▶ **CONSEGNA A**
Copia fedelmente il tratto che va da "Per cercare di" fino a "chiamata Al Caffè." nell'estratto sulla raccolta Là Fuori.
▶ **CONSEGNA B**
Porta avanti il testo sulla raccolta Là Fuori di Corrado Benigni, partendo subito dopo la sua ultima frase.

▶ **ESTRATTO**
-----
Qualche mese fa è uscita la raccolta Là Fuori, di Corrado Benigni (Valigie rosse, pp. 47, € 10): un’edizione-premio, visto che la piccola raccolta ha vinto l’importante Premio Ciampi Valigie Rosse 2020.
Dietro un obiettivo fotografico o finestra che sia, l’io di questi testi, si pone di fronte al mondo (o all’immagine del mondo), per tentarne una narrazione che dalla superficie, elemento spesso presente, si addentri nelle fratture, in quelle soglie che anche le immagini possiedono. D’altronde la finestra o l’obiettivo sono anche strappi che creano sguardo e che, convocando il mondo a raccolta, cercano di porre a tutti noi la domanda di senso, quella che ci può tenere uniti: chi siamo quando siamo insieme?
Per cercare di penetrare un po’ di più dentro queste parole sempre calibrate, a volte quasi algide, ho posto alcune domande a Corrado, in una sorta di intervista recensione che inaugura una nuova rubrica nella nostra rivista, non a caso chiamata Al Caffè.
Mi pare che tu abbia le idee chiare, dal punto di vista del progetto della plaquette. Si tratta, infatti, di un piccolo corpus molto compatto, come in molta della nostra grande tradizione, e per questo seduttivo. La vita ordinaria, il non senso, ma anche “il limite di qualcosa che non so”. In pochissimi versi, mi riferisco alla poesia iniziale, squaderni un intero programma, un micro-universo in cui il movimento più evidente è quello di un camion che passa. Quale mondo ci stai per rappresentare?
-----
▶ **DATI MOSTRATI**

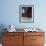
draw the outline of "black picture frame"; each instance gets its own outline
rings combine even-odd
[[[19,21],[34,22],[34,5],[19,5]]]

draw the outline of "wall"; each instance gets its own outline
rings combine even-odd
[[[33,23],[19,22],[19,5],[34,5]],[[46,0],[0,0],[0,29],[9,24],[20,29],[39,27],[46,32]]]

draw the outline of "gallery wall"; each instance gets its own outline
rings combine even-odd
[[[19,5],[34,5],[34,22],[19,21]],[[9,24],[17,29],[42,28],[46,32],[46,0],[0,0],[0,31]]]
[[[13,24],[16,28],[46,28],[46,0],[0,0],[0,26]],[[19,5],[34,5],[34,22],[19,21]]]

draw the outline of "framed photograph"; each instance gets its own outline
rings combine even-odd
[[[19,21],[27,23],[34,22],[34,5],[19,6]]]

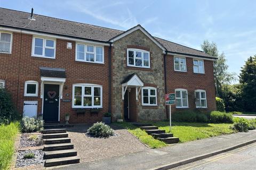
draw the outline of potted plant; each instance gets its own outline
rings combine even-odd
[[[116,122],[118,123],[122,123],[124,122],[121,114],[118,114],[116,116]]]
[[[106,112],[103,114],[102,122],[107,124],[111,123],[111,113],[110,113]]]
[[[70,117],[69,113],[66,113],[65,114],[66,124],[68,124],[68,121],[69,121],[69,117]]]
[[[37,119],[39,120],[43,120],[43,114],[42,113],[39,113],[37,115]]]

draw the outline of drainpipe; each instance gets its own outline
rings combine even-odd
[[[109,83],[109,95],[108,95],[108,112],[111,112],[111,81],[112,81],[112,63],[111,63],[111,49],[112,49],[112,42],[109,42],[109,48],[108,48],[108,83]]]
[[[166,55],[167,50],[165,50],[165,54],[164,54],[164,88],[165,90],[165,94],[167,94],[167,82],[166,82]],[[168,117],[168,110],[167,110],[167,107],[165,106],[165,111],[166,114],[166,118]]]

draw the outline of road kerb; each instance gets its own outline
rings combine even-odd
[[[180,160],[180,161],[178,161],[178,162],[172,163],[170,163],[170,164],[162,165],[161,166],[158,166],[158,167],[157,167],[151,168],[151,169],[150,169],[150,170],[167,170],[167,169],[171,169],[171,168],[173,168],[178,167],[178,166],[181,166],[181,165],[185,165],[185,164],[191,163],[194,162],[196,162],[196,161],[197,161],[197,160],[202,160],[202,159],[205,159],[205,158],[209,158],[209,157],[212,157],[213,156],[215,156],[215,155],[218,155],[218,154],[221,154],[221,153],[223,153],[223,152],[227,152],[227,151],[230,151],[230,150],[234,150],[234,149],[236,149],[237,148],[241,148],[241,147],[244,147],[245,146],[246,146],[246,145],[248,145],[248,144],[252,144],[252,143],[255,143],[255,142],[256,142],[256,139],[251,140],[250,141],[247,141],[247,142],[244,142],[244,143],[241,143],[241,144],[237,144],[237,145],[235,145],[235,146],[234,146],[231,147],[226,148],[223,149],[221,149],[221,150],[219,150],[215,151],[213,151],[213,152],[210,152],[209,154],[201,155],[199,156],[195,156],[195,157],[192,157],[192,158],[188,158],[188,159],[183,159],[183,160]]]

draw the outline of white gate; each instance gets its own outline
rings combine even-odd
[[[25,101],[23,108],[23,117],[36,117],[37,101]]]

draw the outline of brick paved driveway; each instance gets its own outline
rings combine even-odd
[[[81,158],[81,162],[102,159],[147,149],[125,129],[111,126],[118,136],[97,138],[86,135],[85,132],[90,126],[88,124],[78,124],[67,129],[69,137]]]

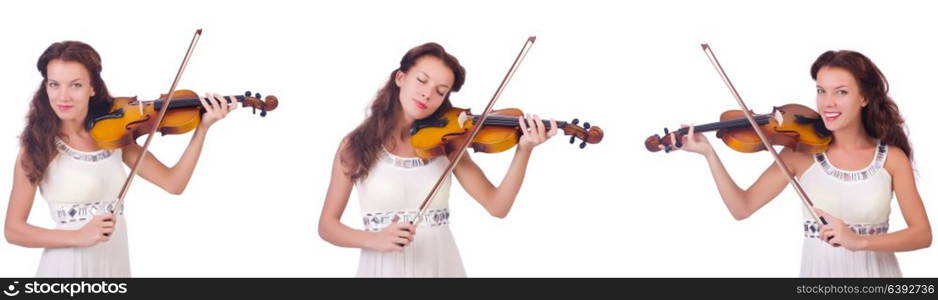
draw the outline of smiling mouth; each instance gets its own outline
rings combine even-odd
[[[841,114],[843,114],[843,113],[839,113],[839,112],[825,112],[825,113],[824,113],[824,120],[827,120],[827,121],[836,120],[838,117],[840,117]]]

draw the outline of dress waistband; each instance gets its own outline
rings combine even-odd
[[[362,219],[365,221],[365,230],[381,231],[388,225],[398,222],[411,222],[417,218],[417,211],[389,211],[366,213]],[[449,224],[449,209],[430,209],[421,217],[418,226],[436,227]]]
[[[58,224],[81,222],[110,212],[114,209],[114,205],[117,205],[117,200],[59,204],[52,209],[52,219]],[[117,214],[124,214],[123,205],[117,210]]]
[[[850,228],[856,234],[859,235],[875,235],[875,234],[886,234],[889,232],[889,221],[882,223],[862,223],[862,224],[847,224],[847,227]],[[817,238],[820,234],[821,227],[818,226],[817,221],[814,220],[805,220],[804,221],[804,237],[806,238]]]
-----
▶ **RISPOSTA A**
Per cercare di penetrare un po’ di più dentro queste parole sempre calibrate, a volte quasi algide, ho posto alcune domande a Corrado, in una sorta di intervista recensione che inaugura una nuova rubrica nella nostra rivista, non a caso chiamata Al Caffè.

▶ **RISPOSTA B**
Intanto mi piace molto l’espressione che hai usato: “micro-universo”. Credo la potenza della poesia sia tutta qui, nella sua forza di miniaturizzazione, nella sua capacità di contenere mondi in pochi versi, in poche parole, nell’economia di un perimetro circoscritto, dove anche il bianco del foglio parla. Venendo alla tua domanda, in generale non c’è mai un progetto preordinato alla base di un mio libro, nemmeno in questo; quasi sempre però c’è un nucleo tematico che lentamente si coagula scrivendo, versi che si chiamano e si richiamano sotterraneamente, prendono forma in grumi di senso e immagini. Questo avviene anche inconsapevolmente, come un mosaico che lentamente si va componendo nell’atto stesso dello scrivere, ma solo alla fine s’intravede il disegno. In questo senso la poesia “fa” il poeta e non viceversa.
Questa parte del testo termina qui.